### SELECTED TEXT
• • • • •

They have 10 segments in their antennae, which end in large segmented clubs. Thief ants possess small stingers on their oblong abdomens. Worker ants have large jaws for carrying food, usually other ants' brood, back to the colony. The larvae of thief ants have been described from the Brazilian species Solenopsis helena. Despite a general resemblance to the larvae of the larger fire ants, the larvae of thief ants are much smaller and present spiculate hairs on their face.

==Distribution==
S. molesta are native to the United States and can be found in Eastern, Western, and Central parts of the country and northern Mexico.

==Habitat==
The habitat of Solenopsis molesta is vast, because they can survive just about anywhere. They can live in people's homes, in the cracks or under the floorboards.

They can build nests anywhere, but usually near the nests of other species they steal from. They usually nest under rocks, in any exposed soil, or rotting logs. If they cannot find any of these things, then they move into another colony. Their nests are generally large for the ants’ size, and have tunnels that lead to another ant colony for a reliable and steady food source.

==Behavior==
Colonies of S. molesta usually have anywhere from a few hundred to a few thousand workers. Colonies are occasionally polygynous, with a maximum of eight queens in a single nest. The number of thief ants in a colony depends on the location. Colonies with a reliable and ready food source do not have as many workers because food is readily available. Since ants of this species are so small, they can colonize just about anywhere. They can live in people's homes without them ever knowing that they have an infestation of tiny ants.

• • • • •

Recorded data
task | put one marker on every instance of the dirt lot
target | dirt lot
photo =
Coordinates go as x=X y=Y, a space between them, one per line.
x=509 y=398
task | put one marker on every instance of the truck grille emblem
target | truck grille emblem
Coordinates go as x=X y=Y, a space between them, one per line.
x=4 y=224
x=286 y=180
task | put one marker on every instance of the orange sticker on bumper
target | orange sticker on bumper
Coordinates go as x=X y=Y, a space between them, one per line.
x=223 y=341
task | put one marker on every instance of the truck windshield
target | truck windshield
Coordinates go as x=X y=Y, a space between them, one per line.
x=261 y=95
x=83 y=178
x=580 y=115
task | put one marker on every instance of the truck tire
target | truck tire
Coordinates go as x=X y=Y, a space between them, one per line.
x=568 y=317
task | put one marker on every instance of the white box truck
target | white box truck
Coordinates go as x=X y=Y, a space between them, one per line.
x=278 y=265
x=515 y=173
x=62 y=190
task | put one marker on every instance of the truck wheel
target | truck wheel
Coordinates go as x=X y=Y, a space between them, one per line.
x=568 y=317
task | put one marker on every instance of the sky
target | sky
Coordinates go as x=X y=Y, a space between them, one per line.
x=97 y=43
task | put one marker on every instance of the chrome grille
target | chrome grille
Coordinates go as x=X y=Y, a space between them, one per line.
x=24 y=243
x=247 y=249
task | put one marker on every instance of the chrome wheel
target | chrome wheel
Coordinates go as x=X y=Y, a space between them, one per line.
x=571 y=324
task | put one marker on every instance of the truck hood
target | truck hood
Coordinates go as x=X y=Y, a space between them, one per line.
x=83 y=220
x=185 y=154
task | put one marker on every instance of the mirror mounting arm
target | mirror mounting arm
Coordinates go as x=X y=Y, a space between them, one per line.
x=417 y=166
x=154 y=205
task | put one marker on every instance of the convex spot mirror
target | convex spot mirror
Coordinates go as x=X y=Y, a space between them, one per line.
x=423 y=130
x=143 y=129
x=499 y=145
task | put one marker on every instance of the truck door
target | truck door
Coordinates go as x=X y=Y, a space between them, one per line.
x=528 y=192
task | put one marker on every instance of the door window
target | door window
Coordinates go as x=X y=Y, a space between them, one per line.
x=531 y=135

• • • • •

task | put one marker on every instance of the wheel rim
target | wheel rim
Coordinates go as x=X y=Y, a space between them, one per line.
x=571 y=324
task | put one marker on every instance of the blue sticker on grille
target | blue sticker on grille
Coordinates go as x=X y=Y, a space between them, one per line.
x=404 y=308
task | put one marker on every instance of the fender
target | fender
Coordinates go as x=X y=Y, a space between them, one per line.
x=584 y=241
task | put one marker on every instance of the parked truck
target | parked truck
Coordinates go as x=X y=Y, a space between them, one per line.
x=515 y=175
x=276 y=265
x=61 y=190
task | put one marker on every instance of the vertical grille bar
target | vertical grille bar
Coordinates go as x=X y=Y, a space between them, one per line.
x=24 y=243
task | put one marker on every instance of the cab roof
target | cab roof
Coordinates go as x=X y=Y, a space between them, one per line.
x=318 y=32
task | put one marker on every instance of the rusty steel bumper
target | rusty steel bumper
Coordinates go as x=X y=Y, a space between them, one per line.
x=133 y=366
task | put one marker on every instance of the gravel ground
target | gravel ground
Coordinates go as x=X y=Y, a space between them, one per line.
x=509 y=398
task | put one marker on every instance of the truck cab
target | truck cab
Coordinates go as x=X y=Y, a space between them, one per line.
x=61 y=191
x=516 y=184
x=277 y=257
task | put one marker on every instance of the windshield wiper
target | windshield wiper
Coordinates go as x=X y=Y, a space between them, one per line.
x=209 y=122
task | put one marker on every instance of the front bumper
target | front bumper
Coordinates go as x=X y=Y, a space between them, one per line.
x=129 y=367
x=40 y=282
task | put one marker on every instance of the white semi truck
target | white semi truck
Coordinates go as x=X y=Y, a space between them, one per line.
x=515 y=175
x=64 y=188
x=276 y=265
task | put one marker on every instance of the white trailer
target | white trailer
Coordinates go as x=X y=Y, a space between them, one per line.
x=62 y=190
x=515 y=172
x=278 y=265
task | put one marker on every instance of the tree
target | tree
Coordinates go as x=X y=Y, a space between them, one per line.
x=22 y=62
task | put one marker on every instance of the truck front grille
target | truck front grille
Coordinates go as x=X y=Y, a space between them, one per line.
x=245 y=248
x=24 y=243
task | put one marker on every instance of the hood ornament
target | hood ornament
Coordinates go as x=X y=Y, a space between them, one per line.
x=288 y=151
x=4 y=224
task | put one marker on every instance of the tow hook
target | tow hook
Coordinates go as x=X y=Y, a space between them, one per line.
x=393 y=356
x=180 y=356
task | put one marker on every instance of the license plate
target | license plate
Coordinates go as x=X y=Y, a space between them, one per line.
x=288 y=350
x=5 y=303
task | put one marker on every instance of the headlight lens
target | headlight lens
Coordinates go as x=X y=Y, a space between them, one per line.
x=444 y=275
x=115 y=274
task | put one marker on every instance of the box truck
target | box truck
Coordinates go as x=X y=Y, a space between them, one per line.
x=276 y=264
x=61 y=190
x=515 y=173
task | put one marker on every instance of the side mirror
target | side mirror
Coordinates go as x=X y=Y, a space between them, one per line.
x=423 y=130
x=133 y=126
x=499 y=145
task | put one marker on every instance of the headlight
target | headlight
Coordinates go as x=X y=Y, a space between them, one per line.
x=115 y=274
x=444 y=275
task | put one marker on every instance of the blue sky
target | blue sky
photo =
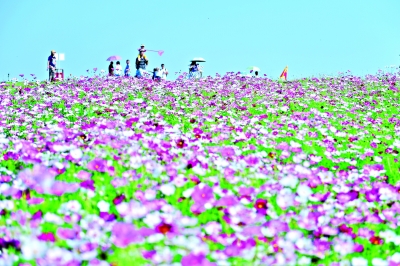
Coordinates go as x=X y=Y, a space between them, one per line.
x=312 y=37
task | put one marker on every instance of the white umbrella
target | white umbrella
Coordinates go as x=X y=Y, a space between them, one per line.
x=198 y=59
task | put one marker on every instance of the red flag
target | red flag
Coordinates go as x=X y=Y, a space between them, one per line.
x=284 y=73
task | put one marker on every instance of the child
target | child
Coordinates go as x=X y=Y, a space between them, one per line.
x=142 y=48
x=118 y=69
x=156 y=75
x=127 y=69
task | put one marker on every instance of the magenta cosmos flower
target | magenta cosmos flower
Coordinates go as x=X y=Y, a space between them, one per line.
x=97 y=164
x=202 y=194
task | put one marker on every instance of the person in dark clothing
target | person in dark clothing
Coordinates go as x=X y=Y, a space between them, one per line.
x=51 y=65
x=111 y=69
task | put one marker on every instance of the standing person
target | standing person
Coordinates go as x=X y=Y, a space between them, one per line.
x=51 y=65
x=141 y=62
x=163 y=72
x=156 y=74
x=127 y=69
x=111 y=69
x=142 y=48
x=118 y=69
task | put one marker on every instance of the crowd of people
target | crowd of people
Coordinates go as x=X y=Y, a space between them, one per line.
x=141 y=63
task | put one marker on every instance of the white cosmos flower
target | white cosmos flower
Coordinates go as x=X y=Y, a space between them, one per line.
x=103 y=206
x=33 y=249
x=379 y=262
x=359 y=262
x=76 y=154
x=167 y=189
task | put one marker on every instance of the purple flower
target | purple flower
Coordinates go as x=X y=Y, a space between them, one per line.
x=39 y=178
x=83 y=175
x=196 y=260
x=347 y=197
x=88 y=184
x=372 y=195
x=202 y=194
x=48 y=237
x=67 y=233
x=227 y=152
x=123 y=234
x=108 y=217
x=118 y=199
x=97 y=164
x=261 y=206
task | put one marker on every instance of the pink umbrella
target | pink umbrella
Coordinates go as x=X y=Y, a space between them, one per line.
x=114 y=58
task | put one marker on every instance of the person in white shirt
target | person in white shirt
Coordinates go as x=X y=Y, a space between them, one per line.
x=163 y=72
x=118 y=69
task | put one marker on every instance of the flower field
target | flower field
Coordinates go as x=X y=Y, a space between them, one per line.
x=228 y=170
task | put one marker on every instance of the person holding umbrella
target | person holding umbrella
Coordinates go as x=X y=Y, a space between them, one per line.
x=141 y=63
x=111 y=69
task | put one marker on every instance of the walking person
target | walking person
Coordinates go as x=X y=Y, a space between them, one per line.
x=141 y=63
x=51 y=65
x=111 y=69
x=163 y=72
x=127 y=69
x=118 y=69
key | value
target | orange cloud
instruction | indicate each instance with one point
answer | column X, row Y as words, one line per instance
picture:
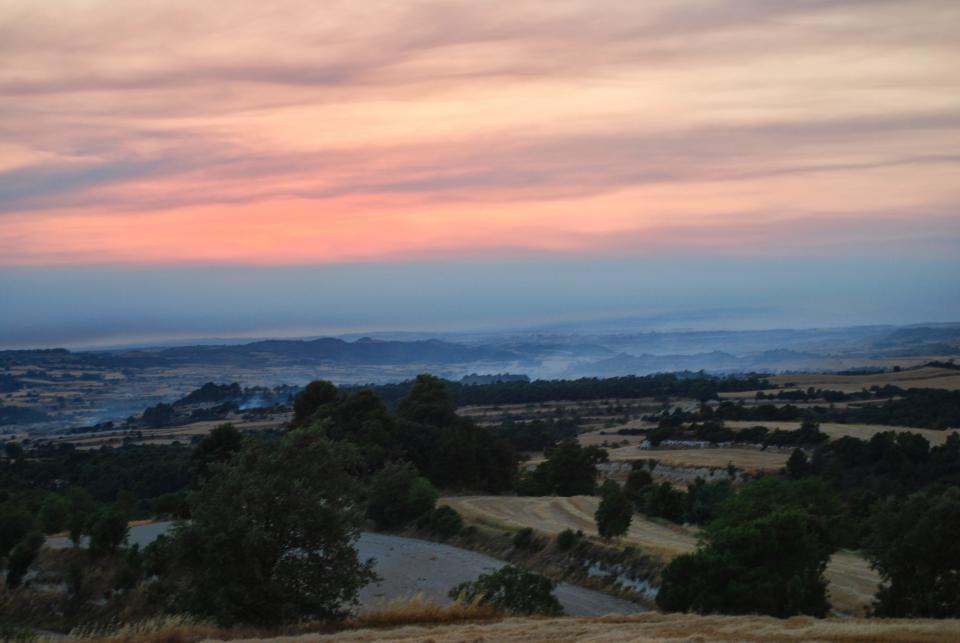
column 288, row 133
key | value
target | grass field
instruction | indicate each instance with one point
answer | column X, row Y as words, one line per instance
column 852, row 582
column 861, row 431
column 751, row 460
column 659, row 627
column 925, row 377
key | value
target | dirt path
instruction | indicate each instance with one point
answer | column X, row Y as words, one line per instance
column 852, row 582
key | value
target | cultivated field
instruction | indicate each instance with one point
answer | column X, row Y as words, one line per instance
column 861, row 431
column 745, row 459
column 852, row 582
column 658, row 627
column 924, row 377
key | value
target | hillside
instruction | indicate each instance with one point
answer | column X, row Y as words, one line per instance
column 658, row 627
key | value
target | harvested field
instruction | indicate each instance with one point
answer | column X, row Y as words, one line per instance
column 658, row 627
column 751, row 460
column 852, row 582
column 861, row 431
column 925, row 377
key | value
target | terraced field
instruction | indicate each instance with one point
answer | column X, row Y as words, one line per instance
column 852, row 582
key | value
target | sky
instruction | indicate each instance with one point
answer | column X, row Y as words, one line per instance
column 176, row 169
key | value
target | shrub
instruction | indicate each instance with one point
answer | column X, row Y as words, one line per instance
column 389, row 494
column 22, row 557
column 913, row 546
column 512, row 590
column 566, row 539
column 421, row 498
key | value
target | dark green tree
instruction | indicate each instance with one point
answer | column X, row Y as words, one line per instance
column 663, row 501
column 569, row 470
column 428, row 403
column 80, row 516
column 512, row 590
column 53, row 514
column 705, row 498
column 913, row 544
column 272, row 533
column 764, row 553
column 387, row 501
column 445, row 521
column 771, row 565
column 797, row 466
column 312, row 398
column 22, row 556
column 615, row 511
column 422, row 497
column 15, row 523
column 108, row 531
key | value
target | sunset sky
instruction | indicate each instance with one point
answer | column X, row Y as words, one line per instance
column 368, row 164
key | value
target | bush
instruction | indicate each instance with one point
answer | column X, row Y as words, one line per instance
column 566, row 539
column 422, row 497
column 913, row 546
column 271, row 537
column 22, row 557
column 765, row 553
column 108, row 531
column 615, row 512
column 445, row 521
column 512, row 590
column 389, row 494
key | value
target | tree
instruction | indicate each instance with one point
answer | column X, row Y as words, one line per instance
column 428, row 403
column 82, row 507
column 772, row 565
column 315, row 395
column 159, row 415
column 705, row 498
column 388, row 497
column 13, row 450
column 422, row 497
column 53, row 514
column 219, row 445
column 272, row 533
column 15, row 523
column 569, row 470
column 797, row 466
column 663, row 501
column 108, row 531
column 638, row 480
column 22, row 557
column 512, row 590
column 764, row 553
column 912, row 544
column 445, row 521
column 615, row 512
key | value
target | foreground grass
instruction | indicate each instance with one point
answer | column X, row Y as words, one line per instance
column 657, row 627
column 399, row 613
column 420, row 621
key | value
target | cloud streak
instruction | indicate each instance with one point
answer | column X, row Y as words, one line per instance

• • • • •

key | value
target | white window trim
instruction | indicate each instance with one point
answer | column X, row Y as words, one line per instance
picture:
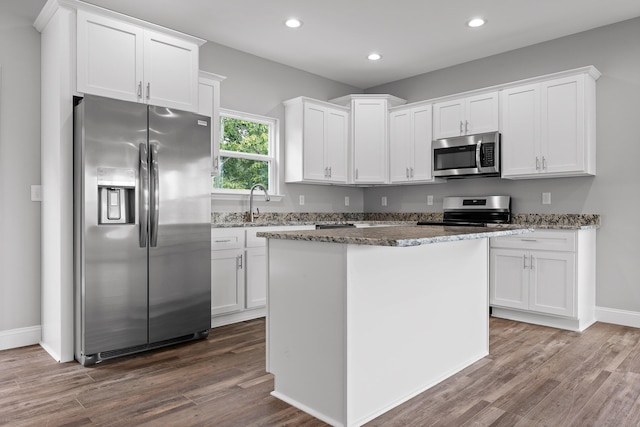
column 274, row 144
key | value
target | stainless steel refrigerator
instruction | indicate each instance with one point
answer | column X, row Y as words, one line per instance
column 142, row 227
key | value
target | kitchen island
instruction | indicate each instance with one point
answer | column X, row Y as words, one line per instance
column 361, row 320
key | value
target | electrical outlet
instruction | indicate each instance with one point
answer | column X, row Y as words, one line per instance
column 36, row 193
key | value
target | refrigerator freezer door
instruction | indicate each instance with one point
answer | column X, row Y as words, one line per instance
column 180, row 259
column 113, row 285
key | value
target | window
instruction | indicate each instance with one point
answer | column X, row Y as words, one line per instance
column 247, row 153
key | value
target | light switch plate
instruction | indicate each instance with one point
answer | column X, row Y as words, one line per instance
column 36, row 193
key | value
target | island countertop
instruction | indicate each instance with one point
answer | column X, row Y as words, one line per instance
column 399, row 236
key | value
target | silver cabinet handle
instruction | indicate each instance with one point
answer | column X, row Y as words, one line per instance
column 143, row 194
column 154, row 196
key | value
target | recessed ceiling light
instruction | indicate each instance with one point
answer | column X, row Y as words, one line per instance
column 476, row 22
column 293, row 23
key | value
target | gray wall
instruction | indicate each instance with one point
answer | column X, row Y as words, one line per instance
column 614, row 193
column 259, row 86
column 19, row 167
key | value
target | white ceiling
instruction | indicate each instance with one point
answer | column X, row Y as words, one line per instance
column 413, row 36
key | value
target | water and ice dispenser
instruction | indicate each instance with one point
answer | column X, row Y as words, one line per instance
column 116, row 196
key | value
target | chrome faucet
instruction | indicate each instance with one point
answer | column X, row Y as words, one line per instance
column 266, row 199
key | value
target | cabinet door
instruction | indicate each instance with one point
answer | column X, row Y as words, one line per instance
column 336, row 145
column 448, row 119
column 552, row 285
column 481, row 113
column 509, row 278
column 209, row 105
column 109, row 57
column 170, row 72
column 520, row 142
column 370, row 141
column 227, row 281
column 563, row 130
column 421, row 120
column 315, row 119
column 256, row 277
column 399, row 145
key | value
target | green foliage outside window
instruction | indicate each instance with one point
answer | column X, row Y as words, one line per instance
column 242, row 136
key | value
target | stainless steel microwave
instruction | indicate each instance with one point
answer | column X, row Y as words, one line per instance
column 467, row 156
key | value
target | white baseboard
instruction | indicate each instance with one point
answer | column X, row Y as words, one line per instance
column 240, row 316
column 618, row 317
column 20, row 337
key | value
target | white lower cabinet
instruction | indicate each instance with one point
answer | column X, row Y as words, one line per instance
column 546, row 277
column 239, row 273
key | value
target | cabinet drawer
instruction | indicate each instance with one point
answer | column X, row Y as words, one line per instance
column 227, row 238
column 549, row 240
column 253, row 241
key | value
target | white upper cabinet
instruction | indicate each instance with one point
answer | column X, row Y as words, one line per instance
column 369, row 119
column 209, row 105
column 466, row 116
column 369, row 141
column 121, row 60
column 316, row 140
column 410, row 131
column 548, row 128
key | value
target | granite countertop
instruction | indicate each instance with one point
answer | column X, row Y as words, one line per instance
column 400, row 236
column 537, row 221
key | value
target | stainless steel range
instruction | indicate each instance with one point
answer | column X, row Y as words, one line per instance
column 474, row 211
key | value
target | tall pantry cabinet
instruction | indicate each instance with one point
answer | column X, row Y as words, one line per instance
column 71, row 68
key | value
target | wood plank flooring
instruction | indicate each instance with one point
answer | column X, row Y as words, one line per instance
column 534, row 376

• • • • •

### EXERCISE REQUIREMENTS
Repeat word for word the part of the thief ant text above from "They have 10" up to and including "on their face.".

### RESPONSE AREA
They have 10 segments in their antennae, which end in large segmented clubs. Thief ants possess small stingers on their oblong abdomens. Worker ants have large jaws for carrying food, usually other ants' brood, back to the colony. The larvae of thief ants have been described from the Brazilian species Solenopsis helena. Despite a general resemblance to the larvae of the larger fire ants, the larvae of thief ants are much smaller and present spiculate hairs on their face.